● **Exercise aim**
In the text on Higgs boson mass relations below, why should the theoretically predicted W boson mass fit the "arithmetic relation" somewhat better? Answer in one to three sentences.

● **Text shown**
▼
I also seem to recall that there theoretically expected mass of the W boson in the Standard Model is a function of the Z boson mass, the top quark mass, and the Higgs boson mass, based upon electroweak unification in some way, but have never seen that relationship spelled out in detail. I have only seen the abbreviated leading order relationship between the W boson mass and Z boson mass that is related to the electromagnetic force and weak force coupling constants.
The paper doesn't evaluate the "arithmetic relation" with the theoretically predicted W boson mass of 80.357 ± 0.006 GeV, but because that value is lower than the PDG value of 80.3692 ± 0.0133 GeV, it should be a somewhat better fit with the theoretically predicted W boson mass. As it turns out, this difference doesn't matter much, and neither does the difference between the Higgs boson mass that they use of 125.2 ± 0.11 GeV and the lower value of the Higgs boson mass of 125.09 GeV that is sometimes used. Indeed, the greater precision of the theoretically estimated W boson mass may increase the statistical significance of the discrepancy somewhat.
The relation M(H)^2 ≃ M(Z)*M(t), previously proposed as a non-trivial Higgs mass coincidence, is reconsidered with present electroweak inputs and with a scheme-consistent matching analysis. With the 2025 PDG values for M(Z), M(W) and M(H), and the ATLAS-CMS direct top-mass combination, the pole-level ratio is ρ(Zt)=M(Z)*M(t)/M(H)^2 = 1.00362 ± 0.00261. Thus an exact pole-level geometric relation predicts either M(H) = 125.426 ± 0.120 GeV or M(t) = 171.898 ± 0.302 GeV, which is still a 1.4σ test rather than an exclusion.
By contrast, the companion arithmetic relation gives ρ(Wt) = (M(W)+M(t))/(2M(H))=1.00994±0.00159 and is not a viable exact mass sum rule.
We then evaluate the complete NNLO weak-scale MS bar matching formulae at μ=M(t). In the standard convention one obtains ρˆ(Zt(M(t)) = √(g(2)^2+g(Y)^2) * y(t)/(4√2λ) = 0.96714±0.00361. Consequently, the exact running-coupling boundary condition λ = g(Z)y(t)/(4√2) at the top scale would predict M(H) = 123.19 ± 0.20 GeV, or equivalently M(t) = 177.81 ± 0.50GeV when M(H) is held fixed. This is incompatible with the measured point.
A possible symmetry explanation must therefore act on pole-level threshold quantities, or provide a finite matching factor κ(th) = 1.0340 ± 0.0039 at the electroweak scale. We formulate this requirement as a target for custodial/top-Higgs or triality-like symmetry extensions.
▲
● **Information supplied**
▼
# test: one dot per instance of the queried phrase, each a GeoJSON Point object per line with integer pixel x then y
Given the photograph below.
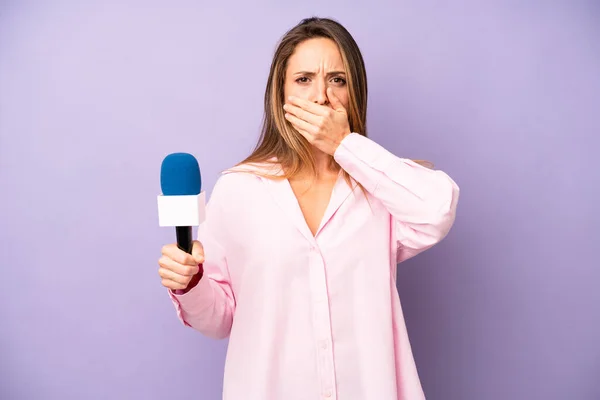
▲
● **Solution for this task**
The theoretically predicted W boson mass of 80.357 ± 0.006 GeV is lower than the PDG value of 80.3692 ± 0.0133 GeV, so the text expects it to be a somewhat better fit. It adds that the difference does not matter much.